→ WHAT TO WORK ON:
- 1) Reproduce the passage of the excerpt on AI benchmarks below from "Companies create their" to "the training data.".
- 2) Name every all-purpose chatbot that the excerpt on AI benchmarks below gives as an example.
- 3) Decide whether each statement agrees with the excerpt on AI benchmarks below. Answer yes or no, and quote the words that decide it.
(a) Training of the models is done in public.
(b) Determining whether the test data truly represents the application is called the most critical challenge.
(c) The evaluations need to be validated by an independent body.

→ SOURCE EXTRACT:
----------------------------------------

Inclusion of Test Data in the Training Data

Companies create their models in their infrastructure. The outside world won’t know which data is used for training the model. Benchmarks are publicly released. Training is done in private. Because of this, we can’t know for sure that examples from benchmark datasets haven’t made it into the training data.

The phrase ‘training the model’ describes a process. Researchers use example training data with correct answers. They use this data to build a model.

If examples from the benchmarks are in the training data, then the model has seen the answer before. Imagine a student has seen the exam and the answers during their revision period. They are more likely to get these answers correct than they would have when presented with an unseen question. Any scores given to a model against questions it has already seen will be higher than its true ability. The model will look good in the tables in their academic report. However, it might feel worse when a user comes to test it.

The addition of the test data to the training data may be intentional. However, examples from one benchmarking dataset may be accidentally duplicated and included as part of the test data of another.

A challenge we have is that we don’t know for sure how the model was trained. Even if the companies are transparent with their training process – we should still be wary. Ultimately first-hand testing, by humans, is the real test.

Quality of the Test Data for the Target Task

The most critical challenge is determining if the data used to test the models truly represents the application. This application is the one in which the model is used. The end user, and how they will use a model, should be considered throughout the design process. Perhaps the model is being used for a very niche task, in a very particular well-understood environment – such as assisting medical scan analysis from a specialist imaging scanner. With sufficient time and money, the researchers could create a very representative test-only dataset and get a good idea of true performance.

Unclear or open-ended end-user applications, like the all-purpose chatbot (ChatGPT, Claude, DeepSeek) may be used for many different tasks, by a huge range of users. Every user will have their way of interacting with the model, with their own vocabulary and language style. Capturing these nuances in a dataset is not easy. Paired with the inability to properly evaluate long-form text, I believe the LLM benchmarking can give you a baseline understanding of ability – but the only way to measure its ability in a specific task is through targeted human testing.

Publisher Bias

The academic world can be very competitive. To gain wide interest in your work, unfortunately, attention is mostly given to those approaches surpassing the leaderboard and becoming the ‘best model’. This may subconsciously persuade authors to share only their best results. The evaluations must be validated by an independent body.

----------------------------------------

→ EXCERPTED DATA:
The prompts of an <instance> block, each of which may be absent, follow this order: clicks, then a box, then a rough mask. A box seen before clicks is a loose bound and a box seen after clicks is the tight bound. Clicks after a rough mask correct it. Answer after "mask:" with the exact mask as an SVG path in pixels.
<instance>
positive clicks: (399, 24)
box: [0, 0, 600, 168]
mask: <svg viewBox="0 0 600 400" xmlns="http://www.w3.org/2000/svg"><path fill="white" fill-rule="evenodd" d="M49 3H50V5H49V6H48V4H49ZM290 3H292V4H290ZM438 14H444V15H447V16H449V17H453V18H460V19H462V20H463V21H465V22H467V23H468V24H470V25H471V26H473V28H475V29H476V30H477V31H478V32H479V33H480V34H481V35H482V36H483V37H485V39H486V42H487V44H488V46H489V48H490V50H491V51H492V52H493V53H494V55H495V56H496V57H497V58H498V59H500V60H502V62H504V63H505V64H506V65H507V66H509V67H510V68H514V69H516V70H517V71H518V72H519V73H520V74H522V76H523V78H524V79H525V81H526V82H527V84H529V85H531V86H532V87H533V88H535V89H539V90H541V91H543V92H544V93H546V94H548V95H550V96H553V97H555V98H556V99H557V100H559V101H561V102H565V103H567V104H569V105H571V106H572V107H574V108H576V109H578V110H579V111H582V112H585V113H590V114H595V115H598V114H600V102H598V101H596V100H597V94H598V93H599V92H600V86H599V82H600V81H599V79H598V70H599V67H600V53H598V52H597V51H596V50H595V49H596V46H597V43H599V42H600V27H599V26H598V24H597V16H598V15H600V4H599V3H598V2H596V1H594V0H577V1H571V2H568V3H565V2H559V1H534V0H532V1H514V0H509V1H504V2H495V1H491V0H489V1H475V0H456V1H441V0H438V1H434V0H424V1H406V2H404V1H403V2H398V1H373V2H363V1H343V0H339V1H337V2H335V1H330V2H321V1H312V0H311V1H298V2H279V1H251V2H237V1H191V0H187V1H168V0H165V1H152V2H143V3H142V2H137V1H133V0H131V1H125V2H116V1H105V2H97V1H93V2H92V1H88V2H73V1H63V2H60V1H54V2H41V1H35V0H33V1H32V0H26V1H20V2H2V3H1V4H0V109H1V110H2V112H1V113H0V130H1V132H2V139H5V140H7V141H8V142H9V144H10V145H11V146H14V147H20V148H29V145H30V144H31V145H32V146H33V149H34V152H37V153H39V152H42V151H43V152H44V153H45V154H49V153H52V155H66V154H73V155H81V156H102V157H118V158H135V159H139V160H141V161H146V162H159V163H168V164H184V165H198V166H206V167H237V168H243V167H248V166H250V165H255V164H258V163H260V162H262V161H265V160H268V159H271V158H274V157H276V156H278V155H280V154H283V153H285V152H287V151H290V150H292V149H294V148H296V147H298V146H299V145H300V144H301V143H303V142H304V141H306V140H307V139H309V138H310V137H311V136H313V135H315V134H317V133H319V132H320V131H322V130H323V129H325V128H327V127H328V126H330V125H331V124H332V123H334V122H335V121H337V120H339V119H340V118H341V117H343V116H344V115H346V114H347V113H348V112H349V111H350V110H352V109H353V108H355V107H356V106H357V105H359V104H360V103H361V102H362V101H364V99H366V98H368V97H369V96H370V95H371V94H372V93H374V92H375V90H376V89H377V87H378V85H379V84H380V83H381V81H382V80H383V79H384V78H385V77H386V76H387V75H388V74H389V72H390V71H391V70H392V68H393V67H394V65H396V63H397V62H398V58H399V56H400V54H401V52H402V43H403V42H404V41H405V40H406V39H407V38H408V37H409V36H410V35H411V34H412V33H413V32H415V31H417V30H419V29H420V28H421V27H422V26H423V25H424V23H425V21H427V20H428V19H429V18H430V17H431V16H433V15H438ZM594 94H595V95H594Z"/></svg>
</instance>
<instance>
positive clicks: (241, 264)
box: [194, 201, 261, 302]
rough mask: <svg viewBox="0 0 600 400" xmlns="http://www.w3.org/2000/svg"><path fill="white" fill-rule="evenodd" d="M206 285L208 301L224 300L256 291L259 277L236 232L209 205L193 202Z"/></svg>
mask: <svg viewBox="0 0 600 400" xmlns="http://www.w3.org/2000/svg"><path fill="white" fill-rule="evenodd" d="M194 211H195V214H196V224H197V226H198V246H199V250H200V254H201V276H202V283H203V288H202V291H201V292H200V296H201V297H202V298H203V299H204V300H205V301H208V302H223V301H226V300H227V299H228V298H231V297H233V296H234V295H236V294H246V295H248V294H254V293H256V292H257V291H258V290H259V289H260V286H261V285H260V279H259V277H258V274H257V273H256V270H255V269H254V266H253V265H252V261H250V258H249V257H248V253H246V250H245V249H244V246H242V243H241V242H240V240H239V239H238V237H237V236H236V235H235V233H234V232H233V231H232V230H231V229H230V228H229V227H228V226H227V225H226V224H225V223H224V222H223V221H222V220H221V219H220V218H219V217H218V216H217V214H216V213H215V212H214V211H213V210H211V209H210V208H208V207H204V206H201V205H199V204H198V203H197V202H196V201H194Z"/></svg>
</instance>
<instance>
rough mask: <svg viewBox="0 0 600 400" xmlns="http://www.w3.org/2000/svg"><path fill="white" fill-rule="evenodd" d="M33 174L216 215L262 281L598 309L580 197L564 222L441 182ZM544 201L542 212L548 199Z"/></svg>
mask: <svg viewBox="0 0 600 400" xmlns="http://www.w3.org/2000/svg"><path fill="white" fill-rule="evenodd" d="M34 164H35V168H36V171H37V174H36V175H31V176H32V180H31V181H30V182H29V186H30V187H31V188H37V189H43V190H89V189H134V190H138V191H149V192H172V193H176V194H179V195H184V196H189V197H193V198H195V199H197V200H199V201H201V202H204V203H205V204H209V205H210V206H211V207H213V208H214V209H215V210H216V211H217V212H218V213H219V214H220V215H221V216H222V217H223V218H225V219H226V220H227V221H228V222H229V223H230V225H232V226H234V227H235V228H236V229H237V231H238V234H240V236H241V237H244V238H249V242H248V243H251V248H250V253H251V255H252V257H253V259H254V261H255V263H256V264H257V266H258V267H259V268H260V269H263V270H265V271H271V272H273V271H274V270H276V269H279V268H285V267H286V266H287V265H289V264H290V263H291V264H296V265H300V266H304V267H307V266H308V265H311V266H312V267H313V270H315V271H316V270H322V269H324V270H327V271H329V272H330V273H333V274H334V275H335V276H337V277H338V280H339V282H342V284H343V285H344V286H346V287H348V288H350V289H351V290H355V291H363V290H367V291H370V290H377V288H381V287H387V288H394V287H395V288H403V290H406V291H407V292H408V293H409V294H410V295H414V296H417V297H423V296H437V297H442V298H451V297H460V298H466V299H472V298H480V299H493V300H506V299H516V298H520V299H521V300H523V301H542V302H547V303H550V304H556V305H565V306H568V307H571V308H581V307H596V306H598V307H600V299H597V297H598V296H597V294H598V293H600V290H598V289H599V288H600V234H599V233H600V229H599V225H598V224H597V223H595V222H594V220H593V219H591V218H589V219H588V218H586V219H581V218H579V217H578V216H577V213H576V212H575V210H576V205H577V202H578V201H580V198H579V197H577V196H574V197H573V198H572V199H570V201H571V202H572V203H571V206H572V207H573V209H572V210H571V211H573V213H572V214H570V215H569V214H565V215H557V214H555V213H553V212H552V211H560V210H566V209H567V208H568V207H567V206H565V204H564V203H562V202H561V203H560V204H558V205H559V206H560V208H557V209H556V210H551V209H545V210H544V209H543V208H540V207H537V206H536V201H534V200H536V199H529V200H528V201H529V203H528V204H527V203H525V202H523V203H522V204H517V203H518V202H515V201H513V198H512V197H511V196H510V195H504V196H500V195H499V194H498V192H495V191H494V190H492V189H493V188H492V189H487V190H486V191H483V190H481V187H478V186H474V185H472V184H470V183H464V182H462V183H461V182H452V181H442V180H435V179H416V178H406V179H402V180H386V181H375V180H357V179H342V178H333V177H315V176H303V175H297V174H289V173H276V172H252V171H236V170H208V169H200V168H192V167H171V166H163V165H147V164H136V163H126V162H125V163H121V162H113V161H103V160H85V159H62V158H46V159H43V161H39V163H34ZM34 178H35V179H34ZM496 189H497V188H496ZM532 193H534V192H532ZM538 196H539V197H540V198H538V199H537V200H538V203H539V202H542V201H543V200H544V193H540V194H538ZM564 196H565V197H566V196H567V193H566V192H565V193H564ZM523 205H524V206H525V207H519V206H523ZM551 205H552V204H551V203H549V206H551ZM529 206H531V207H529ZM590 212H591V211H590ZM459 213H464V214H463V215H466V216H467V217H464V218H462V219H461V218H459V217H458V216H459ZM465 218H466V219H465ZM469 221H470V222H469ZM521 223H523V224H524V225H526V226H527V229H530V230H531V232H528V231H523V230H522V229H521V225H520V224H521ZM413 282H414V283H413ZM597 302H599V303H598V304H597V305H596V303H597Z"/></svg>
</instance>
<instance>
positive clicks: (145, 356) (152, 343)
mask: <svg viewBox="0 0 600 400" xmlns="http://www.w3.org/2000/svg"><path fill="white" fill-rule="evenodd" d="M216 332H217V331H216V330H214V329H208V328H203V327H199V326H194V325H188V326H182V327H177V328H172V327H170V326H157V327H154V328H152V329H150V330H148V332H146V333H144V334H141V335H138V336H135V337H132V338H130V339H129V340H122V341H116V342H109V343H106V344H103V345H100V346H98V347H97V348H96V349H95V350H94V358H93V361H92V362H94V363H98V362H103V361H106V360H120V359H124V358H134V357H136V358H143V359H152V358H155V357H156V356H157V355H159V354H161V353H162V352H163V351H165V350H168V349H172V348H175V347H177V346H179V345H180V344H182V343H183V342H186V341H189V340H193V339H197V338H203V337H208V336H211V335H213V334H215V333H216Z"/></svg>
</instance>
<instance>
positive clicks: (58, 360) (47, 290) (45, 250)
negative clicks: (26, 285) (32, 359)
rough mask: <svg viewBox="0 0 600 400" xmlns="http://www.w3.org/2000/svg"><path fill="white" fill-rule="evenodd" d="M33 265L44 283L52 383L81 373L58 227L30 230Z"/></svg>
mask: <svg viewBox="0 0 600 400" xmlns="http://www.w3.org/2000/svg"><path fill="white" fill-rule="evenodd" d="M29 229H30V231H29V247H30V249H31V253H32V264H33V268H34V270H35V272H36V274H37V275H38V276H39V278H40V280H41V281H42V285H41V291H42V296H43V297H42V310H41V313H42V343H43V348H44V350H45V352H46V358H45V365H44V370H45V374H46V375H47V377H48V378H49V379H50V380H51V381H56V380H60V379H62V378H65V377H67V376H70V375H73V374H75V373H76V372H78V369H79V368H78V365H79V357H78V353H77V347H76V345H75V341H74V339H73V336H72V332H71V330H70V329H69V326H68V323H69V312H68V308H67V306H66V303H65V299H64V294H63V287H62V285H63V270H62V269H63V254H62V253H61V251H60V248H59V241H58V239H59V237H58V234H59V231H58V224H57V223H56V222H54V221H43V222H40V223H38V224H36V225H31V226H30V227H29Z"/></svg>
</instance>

----------------------------------------

→ SOLUTIONS BY TASK:
- 1)
Companies create their models in their infrastructure. The outside world won’t know which data is used for training the model. Benchmarks are publicly released. Training is done in private. Because of this, we can’t know for sure that examples from benchmark datasets haven’t made it into the training data.

- 2) ChatGPT, Claude, DeepSeek

- 3)
(a) No: "Training is done in private."
(b) Yes: "The most critical challenge is determining if the data used to test the models truly represents the application."
(c) Yes: "The evaluations must be validated by an independent body."